** Opening Data for processing block **

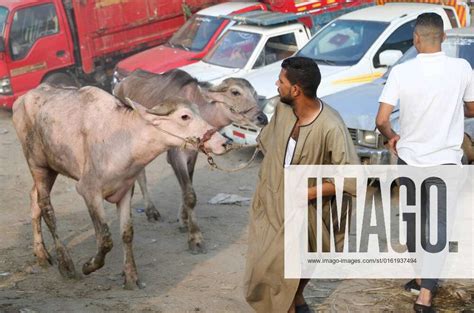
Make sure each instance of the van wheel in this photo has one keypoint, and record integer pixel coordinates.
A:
(61, 80)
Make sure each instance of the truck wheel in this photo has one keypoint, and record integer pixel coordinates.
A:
(60, 80)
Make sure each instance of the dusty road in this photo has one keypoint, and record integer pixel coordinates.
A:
(176, 281)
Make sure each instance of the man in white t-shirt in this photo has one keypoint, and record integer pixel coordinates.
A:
(433, 91)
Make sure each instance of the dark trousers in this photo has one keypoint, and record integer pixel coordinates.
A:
(429, 284)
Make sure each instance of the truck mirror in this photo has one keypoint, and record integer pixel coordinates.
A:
(2, 44)
(389, 57)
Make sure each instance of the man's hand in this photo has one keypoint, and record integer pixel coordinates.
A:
(392, 144)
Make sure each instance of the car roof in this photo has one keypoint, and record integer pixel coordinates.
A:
(225, 8)
(263, 29)
(465, 31)
(389, 11)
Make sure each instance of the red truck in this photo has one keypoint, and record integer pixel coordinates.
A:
(79, 41)
(189, 45)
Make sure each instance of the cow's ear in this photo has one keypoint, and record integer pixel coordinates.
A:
(131, 104)
(162, 109)
(222, 87)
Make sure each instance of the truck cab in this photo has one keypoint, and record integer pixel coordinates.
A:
(35, 40)
(189, 44)
(248, 47)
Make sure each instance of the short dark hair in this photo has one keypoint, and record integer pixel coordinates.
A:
(303, 72)
(431, 22)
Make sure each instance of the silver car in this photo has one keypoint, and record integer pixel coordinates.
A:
(359, 106)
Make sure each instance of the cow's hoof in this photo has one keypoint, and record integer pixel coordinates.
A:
(153, 215)
(44, 259)
(65, 264)
(197, 248)
(91, 266)
(133, 284)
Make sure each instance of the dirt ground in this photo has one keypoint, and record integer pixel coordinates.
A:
(176, 281)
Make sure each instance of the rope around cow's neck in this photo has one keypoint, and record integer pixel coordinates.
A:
(213, 164)
(198, 143)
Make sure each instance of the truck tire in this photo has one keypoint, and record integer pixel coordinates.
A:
(61, 80)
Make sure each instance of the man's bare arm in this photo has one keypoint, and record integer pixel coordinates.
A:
(383, 120)
(385, 127)
(328, 189)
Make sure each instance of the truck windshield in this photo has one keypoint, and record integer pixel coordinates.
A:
(343, 42)
(460, 47)
(196, 33)
(3, 18)
(233, 49)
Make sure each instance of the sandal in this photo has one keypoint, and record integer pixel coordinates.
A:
(413, 287)
(420, 308)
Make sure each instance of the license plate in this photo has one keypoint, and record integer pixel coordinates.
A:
(238, 134)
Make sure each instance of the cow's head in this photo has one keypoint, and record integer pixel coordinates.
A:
(236, 99)
(176, 119)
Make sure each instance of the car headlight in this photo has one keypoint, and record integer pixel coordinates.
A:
(5, 86)
(368, 138)
(118, 76)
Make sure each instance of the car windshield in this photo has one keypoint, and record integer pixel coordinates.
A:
(233, 49)
(196, 33)
(3, 18)
(343, 42)
(460, 47)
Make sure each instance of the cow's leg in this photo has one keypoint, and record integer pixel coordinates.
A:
(42, 255)
(44, 180)
(150, 210)
(183, 163)
(126, 230)
(95, 205)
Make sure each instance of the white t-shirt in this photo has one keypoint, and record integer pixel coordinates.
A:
(431, 90)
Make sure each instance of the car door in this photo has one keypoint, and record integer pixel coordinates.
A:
(401, 39)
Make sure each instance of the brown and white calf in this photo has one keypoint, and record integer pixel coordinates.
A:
(233, 100)
(93, 138)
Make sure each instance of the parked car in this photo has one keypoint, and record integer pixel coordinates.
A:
(190, 43)
(77, 42)
(354, 49)
(359, 106)
(260, 41)
(196, 38)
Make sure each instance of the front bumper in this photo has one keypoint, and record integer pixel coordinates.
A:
(6, 101)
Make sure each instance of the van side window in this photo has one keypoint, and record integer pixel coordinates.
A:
(401, 39)
(29, 25)
(277, 48)
(452, 17)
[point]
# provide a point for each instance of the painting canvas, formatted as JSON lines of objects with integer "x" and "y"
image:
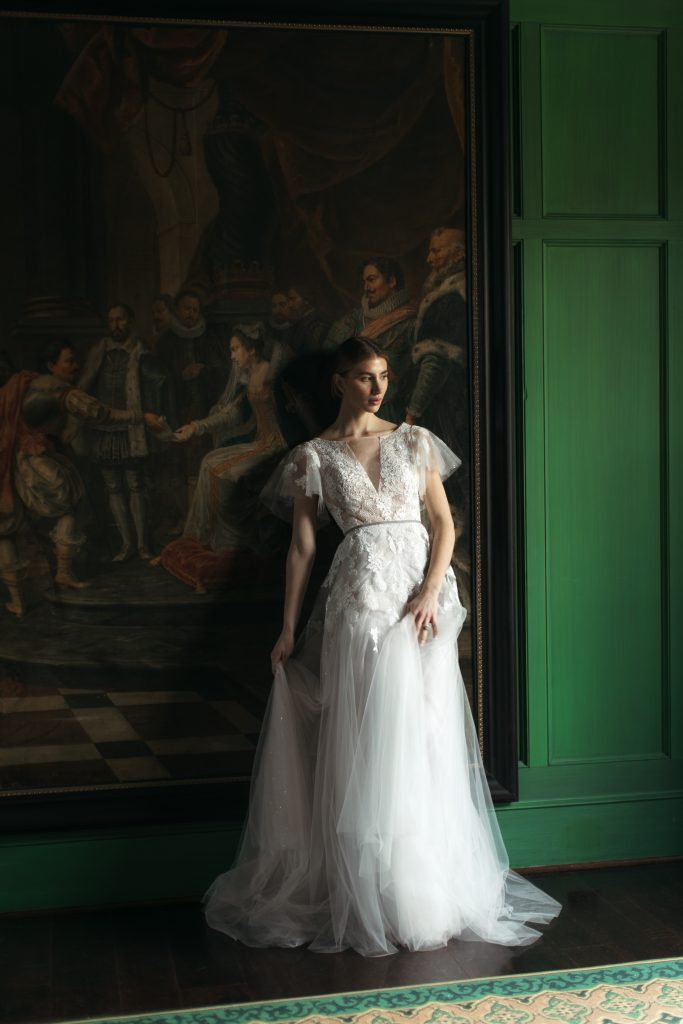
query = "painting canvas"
{"x": 196, "y": 217}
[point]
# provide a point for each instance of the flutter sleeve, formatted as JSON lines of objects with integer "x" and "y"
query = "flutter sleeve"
{"x": 298, "y": 475}
{"x": 431, "y": 453}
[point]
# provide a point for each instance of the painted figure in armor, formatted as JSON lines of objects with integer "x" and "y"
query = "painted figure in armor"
{"x": 386, "y": 315}
{"x": 122, "y": 374}
{"x": 37, "y": 478}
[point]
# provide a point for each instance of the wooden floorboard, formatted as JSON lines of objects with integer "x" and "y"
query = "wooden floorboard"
{"x": 70, "y": 966}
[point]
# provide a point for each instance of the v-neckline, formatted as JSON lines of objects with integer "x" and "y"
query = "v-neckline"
{"x": 355, "y": 459}
{"x": 380, "y": 437}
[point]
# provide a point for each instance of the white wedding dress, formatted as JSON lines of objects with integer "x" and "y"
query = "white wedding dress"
{"x": 370, "y": 820}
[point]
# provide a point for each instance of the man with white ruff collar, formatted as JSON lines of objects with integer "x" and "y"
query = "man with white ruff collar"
{"x": 439, "y": 355}
{"x": 386, "y": 316}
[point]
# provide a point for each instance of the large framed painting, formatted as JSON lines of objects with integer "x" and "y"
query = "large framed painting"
{"x": 197, "y": 211}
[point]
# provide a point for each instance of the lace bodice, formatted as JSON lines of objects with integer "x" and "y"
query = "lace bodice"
{"x": 331, "y": 471}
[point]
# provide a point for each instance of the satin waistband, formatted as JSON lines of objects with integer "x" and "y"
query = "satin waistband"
{"x": 383, "y": 522}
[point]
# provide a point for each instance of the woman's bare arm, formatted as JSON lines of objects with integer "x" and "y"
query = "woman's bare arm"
{"x": 423, "y": 607}
{"x": 299, "y": 562}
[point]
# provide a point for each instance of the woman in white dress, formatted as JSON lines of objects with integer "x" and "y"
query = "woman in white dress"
{"x": 370, "y": 821}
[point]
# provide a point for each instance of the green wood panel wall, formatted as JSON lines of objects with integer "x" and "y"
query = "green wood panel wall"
{"x": 602, "y": 466}
{"x": 597, "y": 94}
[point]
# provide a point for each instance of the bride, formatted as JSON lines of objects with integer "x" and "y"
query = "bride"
{"x": 370, "y": 821}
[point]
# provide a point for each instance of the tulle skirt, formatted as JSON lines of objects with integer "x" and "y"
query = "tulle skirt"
{"x": 370, "y": 821}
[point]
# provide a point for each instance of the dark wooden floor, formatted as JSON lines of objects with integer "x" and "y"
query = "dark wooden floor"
{"x": 90, "y": 964}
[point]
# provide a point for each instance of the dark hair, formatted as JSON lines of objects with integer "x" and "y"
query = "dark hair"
{"x": 129, "y": 311}
{"x": 252, "y": 337}
{"x": 387, "y": 266}
{"x": 187, "y": 293}
{"x": 53, "y": 350}
{"x": 352, "y": 351}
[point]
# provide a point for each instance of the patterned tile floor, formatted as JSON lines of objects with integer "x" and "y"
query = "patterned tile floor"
{"x": 62, "y": 736}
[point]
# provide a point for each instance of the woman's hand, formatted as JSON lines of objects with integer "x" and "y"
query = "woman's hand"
{"x": 423, "y": 608}
{"x": 185, "y": 433}
{"x": 153, "y": 421}
{"x": 283, "y": 649}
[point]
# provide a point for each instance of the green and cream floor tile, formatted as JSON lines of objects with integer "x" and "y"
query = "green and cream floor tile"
{"x": 647, "y": 992}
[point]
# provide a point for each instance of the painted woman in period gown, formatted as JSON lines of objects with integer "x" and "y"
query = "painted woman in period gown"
{"x": 370, "y": 822}
{"x": 220, "y": 537}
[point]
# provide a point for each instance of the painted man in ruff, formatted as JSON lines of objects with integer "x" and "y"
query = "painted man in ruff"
{"x": 38, "y": 480}
{"x": 439, "y": 354}
{"x": 386, "y": 315}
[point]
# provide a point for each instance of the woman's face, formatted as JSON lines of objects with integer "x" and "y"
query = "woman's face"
{"x": 364, "y": 386}
{"x": 241, "y": 355}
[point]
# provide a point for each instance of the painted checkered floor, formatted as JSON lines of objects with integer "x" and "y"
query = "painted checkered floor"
{"x": 75, "y": 737}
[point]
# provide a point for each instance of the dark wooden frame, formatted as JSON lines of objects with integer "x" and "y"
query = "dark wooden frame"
{"x": 496, "y": 438}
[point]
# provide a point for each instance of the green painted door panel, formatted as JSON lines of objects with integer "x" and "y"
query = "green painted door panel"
{"x": 603, "y": 452}
{"x": 601, "y": 146}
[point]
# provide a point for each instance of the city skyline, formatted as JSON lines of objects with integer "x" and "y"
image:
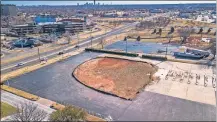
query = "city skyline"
{"x": 28, "y": 3}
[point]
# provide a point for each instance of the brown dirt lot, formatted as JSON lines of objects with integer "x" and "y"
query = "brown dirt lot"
{"x": 123, "y": 78}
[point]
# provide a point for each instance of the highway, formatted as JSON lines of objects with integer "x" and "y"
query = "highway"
{"x": 87, "y": 42}
{"x": 34, "y": 59}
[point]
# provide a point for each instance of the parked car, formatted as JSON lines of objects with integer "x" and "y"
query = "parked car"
{"x": 20, "y": 64}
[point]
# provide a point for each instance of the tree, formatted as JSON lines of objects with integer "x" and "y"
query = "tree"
{"x": 159, "y": 32}
{"x": 208, "y": 31}
{"x": 138, "y": 38}
{"x": 154, "y": 31}
{"x": 125, "y": 38}
{"x": 27, "y": 111}
{"x": 213, "y": 47}
{"x": 69, "y": 113}
{"x": 184, "y": 33}
{"x": 171, "y": 30}
{"x": 200, "y": 31}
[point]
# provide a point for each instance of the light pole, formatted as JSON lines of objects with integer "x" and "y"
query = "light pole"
{"x": 126, "y": 45}
{"x": 91, "y": 39}
{"x": 39, "y": 55}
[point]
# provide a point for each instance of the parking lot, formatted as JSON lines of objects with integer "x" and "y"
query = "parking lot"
{"x": 55, "y": 82}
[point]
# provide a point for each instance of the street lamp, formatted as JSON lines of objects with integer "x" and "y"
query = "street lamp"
{"x": 39, "y": 54}
{"x": 91, "y": 39}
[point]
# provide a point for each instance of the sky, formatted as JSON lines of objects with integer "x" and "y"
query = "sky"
{"x": 19, "y": 3}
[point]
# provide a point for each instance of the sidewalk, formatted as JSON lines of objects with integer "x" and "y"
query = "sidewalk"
{"x": 14, "y": 100}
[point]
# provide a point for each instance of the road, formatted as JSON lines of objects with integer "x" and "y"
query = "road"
{"x": 16, "y": 100}
{"x": 50, "y": 54}
{"x": 34, "y": 59}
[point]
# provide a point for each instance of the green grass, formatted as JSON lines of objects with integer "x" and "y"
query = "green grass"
{"x": 7, "y": 109}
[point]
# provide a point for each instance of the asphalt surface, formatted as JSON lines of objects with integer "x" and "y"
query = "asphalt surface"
{"x": 33, "y": 59}
{"x": 15, "y": 100}
{"x": 50, "y": 54}
{"x": 55, "y": 82}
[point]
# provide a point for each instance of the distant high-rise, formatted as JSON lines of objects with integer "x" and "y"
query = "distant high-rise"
{"x": 8, "y": 10}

** Closing Data for processing block **

Return each line in the records that holds the string "wheel".

Make sure each instance of the van wheel in this photo has one keypoint, and record integer pixel coordinates.
Make sure each instance of the truck wheel in this photo has one keypoint, and record integer pixel coordinates.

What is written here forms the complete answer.